- **Text passage**:
Even though it is difficult to do, we are now going to try to visualize what exactly logistic regression is helping us do as we analyze our data and try to answer our question of interest.

Below, we make a simple logistic regression model with diabetes status as the dependent variable and BMI as the only independent variable:

logit.sim <- glm(Diabetes_Yes ~ BMI, data = df1, family = "binomial")

Here is what we asked the computer to do with the code above:

  • logit.sim – Save our regression model as the name logit.sim
  • glm(…) – We want to make a regression model that falls into the class of regression models called generalized linear models.
  • Diabetes_Yes ~ BMIDiabetes_Yes is the dependent variable and BMI is our only independent variable. A ~ symbol separates the dependent variable from any independent variables (just one in this case), like in other regression models we have made.
  • data = df1 – The variables we want to include in our regression model come from the dataset called df1.
  • family = "binomial" – The specific type of regression we want to do is logistic regression. The "binomial" argument here tells the computer that we want logistic regression.

For now, we will not look at a regression table or attempt to numerically interpret the logistic regression model that we just made. Instead, we will visualize our logistic regression results by plotting them on the same scatterplot that we looked at earlier with diabetes status and BMI. To do this, we will have to write some additional code. It is not necessary for you to learn this entire process. The key is to understand what is happening in the scatterplot at the end of this process.

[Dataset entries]
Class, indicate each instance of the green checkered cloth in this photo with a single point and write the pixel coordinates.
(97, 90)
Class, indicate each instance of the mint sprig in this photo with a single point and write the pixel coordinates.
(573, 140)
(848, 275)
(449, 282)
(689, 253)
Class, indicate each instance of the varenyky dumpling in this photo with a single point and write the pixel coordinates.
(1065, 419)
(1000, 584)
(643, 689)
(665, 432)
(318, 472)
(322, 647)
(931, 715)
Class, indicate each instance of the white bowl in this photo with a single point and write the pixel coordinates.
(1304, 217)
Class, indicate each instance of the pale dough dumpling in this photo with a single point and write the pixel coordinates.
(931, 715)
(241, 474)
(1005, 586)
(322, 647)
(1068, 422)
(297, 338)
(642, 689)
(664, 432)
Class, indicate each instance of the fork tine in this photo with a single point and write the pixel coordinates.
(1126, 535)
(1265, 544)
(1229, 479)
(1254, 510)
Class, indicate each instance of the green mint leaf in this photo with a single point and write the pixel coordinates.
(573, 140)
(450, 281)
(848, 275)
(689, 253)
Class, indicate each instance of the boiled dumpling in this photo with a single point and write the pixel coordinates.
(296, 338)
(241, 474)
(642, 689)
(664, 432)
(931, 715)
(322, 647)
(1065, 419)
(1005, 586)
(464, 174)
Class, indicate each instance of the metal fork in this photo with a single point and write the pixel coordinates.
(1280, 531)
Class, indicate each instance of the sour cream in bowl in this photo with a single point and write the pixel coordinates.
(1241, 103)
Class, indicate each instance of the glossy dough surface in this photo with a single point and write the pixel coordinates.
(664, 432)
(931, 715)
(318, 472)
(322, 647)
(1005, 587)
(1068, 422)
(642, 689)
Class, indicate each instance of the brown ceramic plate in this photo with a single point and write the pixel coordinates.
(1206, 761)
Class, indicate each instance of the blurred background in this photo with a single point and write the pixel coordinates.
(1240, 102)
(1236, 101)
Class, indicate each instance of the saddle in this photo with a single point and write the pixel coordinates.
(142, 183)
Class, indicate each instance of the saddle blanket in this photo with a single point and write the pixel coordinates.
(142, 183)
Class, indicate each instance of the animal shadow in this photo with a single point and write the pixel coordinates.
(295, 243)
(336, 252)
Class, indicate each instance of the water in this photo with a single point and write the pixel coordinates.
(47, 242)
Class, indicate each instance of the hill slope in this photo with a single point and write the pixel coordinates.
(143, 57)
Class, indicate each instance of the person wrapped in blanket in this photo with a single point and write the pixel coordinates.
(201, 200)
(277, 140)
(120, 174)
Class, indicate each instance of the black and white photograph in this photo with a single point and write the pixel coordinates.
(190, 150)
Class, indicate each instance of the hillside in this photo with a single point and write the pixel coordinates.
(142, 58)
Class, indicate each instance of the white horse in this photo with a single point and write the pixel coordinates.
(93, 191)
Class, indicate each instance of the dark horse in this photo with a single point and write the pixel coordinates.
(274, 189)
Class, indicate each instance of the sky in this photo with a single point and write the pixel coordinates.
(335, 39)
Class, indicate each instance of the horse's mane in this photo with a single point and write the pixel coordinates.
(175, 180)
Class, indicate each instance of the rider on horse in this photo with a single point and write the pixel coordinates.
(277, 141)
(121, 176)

- **Actions to take**:
(a) Rewrite the listing from the line containing "Class, indicate each instance of the boiled" through the line containing "(1280, 531)", keeping each request line, and multiply every coordinate in the answers by 1.4, rounding to whole numbers with halves rounded up.
(b) Continue the text on visualizing a logistic regression model of diabetes status and BMI, starting after its last sentence.

- **Answers to the exercise**:
(a)
Class, indicate each instance of the boiled dumpling in this photo with a single point and write the pixel coordinates.
(414, 473)
(337, 664)
(899, 965)
(930, 605)
(1303, 1001)
(451, 906)
(1491, 587)
(1407, 820)
(650, 244)
Class, indicate each instance of the metal fork in this photo with a single point and write the pixel coordinates.
(1792, 743)

(b)
The first step is to create a range of values that we will plug into our regression equation to calculate predicted values:

BMIrange = seq(min(df1$BMI),max(df1$BMI),0.01)

Here is what the code above did:

  • BMIrange – Create a new column of data called BMIrange. This column of data is not associated with any dataset. It exists in R on its own.
  • seq(…) – Make a new column of data using the seq(...) function.
  • min(df1$BMI) – The new column of data will start at the minimum value of the variable BMI within our dataset df1.
  • max(df1$BMI) – The new column of data will end at the maximum value of the variable BMI within our dataset df1.
  • 0.01 – The new column of data will contain values that increase in increments of 0.01.

Once again, it is not necessary for you to understand the code above. At the same time, I don’t want to hide the entire process from you, in case you do want to run it yourself on your own computer. Above, you would change BMI to the name of your own variable and you would change df1 to the name of your own dataset; you could leave the rest as it is above.

Next, we calculate predicted values of our simple logistic regression model called logit.sim:

logit.sim.prob <- predict(logit.sim, list(BMI = BMIrange), type = "response")

Here is what the code above did:

  • logit.sim.prob – Create a new column of data called logit.sim.prob. This column of data will contain predicted probabilities (from the regression model logit.sim) for each value within the data column BMIrange.
  • predict(...) – Calculate predicted values from a regression model.
  • logit.sim – Calculate predicted values from the saved logistic regression model called logit.sim. This is where the regression equation is stored.
  • list(BMI = BMIrange) – These are the values that will be plugged into the stored regression equation. We plug the values saved in BMIrange in place of the BMI variable in the regression model logit.sim.
  • type = "response" – We want our predicted values to be given to us in terms of predicted probabilities. The "response" argument says that we want predicted probabilities.

Once again, it is not necessary for you to understand the code above. I am just including it here so that it is transparently available to you in case you do want to use it yourself.

Finally, we are ready to recreate our plot of diabetes status against BMI. This time, we also add a regression curve of predicted probabilities.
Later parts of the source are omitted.